### WORK TO BE COMPLETED
Both the line with "Could you mark every instance of the dry" and the line with "point(226, 528)" in the records below must appear in the output, along with every line between them, exactly and with nothing added.

### Dataset entries
----

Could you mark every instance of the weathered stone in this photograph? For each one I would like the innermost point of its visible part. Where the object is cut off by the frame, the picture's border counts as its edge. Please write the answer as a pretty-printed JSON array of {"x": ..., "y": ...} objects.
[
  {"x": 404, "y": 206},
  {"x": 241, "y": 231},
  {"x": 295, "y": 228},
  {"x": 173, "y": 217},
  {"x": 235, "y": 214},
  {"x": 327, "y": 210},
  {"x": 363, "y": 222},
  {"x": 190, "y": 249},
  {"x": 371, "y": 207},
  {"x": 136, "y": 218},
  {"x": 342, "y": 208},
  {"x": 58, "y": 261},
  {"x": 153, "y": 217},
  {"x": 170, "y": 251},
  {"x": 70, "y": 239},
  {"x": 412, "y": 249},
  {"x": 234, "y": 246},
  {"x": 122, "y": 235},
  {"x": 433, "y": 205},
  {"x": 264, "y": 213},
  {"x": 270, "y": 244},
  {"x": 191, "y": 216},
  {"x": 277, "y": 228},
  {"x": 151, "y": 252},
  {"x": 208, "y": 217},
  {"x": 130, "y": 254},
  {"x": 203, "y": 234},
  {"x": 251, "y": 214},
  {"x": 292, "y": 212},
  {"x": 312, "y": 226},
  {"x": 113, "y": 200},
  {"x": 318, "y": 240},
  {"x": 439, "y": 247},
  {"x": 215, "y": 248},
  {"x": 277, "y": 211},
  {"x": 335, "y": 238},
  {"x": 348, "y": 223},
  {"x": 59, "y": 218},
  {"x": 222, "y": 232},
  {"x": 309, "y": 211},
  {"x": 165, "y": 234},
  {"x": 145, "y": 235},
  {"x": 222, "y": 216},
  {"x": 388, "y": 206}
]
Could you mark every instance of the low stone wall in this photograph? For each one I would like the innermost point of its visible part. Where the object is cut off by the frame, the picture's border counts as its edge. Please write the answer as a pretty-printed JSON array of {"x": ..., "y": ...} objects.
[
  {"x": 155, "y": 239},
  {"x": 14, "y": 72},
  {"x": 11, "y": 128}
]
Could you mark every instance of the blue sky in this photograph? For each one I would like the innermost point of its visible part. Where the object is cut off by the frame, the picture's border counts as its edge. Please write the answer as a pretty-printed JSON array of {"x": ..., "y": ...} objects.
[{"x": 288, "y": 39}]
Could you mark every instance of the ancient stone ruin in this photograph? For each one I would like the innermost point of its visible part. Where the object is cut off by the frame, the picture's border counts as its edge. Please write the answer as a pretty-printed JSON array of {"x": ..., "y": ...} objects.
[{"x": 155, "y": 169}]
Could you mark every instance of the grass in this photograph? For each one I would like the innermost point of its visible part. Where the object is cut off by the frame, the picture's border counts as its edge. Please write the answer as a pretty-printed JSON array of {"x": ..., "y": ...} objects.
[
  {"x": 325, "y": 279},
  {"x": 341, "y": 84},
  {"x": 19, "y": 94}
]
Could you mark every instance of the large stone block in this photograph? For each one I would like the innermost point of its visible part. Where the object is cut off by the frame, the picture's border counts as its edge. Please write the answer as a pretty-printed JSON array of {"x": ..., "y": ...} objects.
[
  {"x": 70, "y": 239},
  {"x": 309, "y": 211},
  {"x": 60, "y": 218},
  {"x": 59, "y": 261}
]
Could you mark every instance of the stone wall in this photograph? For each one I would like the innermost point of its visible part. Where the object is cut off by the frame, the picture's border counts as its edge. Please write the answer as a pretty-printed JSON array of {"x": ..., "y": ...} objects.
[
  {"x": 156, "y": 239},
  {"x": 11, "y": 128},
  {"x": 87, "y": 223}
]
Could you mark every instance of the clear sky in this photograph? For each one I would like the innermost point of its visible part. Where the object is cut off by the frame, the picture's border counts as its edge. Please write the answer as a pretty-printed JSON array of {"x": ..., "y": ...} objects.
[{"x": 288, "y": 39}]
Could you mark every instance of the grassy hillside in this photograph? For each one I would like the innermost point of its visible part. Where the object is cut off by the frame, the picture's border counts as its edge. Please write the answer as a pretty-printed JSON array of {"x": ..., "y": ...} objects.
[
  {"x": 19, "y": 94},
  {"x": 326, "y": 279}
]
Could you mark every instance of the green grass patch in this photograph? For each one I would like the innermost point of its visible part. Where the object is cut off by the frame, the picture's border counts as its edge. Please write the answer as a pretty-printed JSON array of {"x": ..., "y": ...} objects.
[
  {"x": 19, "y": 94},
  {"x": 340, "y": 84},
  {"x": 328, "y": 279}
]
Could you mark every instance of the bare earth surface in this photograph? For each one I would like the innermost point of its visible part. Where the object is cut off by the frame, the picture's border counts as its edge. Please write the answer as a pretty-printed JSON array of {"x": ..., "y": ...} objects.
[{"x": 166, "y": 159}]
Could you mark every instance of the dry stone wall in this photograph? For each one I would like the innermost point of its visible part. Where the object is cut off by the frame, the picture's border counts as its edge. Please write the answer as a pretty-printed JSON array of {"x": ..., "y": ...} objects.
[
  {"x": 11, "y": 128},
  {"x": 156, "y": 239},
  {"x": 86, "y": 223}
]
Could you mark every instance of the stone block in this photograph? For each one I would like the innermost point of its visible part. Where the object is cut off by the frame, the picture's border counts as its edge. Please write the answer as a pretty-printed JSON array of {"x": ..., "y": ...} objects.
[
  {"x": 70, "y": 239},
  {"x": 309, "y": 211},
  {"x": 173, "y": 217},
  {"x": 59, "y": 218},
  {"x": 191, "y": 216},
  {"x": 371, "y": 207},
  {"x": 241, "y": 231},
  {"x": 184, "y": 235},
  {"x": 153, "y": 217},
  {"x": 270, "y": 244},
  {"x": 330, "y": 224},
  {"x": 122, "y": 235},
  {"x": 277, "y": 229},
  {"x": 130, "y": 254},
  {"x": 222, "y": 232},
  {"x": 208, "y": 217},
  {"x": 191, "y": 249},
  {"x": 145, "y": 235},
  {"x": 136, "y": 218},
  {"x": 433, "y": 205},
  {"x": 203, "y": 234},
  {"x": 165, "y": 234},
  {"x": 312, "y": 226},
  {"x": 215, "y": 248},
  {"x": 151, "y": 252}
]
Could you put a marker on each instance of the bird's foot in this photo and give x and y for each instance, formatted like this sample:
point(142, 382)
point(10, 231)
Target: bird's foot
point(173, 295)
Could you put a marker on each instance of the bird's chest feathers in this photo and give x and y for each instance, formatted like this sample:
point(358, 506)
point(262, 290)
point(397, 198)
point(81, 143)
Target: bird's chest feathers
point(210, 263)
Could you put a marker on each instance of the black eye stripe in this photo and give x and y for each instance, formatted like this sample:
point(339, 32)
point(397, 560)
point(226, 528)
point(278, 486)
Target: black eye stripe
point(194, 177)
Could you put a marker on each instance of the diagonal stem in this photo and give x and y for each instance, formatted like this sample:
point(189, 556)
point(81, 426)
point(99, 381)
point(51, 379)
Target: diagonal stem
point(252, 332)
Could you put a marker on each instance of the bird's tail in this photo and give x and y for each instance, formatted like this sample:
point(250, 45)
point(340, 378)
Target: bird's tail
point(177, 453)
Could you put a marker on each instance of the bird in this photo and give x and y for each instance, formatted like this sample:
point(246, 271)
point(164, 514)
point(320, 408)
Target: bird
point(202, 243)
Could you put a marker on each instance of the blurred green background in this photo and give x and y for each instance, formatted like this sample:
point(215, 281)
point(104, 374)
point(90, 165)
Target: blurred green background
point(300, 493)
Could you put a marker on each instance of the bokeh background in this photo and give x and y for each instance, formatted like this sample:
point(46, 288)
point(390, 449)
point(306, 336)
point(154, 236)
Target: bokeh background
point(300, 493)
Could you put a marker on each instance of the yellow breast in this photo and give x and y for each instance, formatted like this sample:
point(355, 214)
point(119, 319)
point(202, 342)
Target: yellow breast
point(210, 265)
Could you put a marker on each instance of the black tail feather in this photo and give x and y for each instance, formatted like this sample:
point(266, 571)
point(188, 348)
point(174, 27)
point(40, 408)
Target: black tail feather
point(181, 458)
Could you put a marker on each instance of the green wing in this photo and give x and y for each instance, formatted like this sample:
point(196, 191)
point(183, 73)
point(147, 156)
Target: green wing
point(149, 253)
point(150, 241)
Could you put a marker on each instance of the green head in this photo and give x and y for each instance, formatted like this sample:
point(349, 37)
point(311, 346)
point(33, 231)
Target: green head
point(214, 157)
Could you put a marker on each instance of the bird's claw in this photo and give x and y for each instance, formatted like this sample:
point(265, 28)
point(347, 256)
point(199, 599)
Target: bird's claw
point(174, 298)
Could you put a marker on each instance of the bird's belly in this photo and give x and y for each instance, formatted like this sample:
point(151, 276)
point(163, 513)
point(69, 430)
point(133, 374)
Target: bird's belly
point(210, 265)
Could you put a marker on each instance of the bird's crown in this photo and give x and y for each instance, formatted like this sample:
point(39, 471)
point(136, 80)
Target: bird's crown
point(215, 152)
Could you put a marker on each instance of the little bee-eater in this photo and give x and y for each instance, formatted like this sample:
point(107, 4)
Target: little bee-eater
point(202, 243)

----

### RESPONSE AREA
Could you mark every instance of the dry stone wall in this photograph? For each one I would like the innermost point of its visible part. Where the object is cut off by the frame, the picture's border counts as its edge. Please write the answer as a pretty-printed JSON array of {"x": ..., "y": ...} objects.
[
  {"x": 11, "y": 128},
  {"x": 156, "y": 239},
  {"x": 86, "y": 223}
]
Could you mark every instance of the stone block in this photograph? For each one I would like the innermost point of its visible part. Where the object is cut off by the frame, the picture's border counts as its edge. Please write the answer as a pretty-printed JSON array of {"x": ..., "y": ...} objects.
[
  {"x": 70, "y": 239},
  {"x": 309, "y": 211},
  {"x": 173, "y": 217},
  {"x": 59, "y": 218},
  {"x": 191, "y": 216},
  {"x": 371, "y": 207},
  {"x": 241, "y": 231},
  {"x": 184, "y": 235},
  {"x": 153, "y": 217},
  {"x": 270, "y": 244},
  {"x": 330, "y": 224},
  {"x": 122, "y": 235},
  {"x": 277, "y": 229},
  {"x": 130, "y": 254},
  {"x": 222, "y": 232},
  {"x": 208, "y": 217},
  {"x": 191, "y": 249},
  {"x": 145, "y": 235},
  {"x": 136, "y": 218},
  {"x": 433, "y": 205},
  {"x": 203, "y": 234},
  {"x": 165, "y": 234},
  {"x": 312, "y": 226},
  {"x": 215, "y": 248},
  {"x": 151, "y": 252}
]
Could you put a marker on each instance of the bird's foot in this photo and give x and y for each instance, formatted like this sample:
point(142, 382)
point(10, 231)
Target: bird's foot
point(173, 295)
Could you put a marker on each instance of the bird's chest feathers in this photo and give x and y for each instance, formatted like this sample:
point(358, 506)
point(262, 290)
point(397, 198)
point(81, 143)
Target: bird's chest feathers
point(210, 263)
Could you put a marker on each instance of the black eye stripe in this photo and give x and y for each instance, formatted like this sample:
point(339, 32)
point(397, 560)
point(226, 528)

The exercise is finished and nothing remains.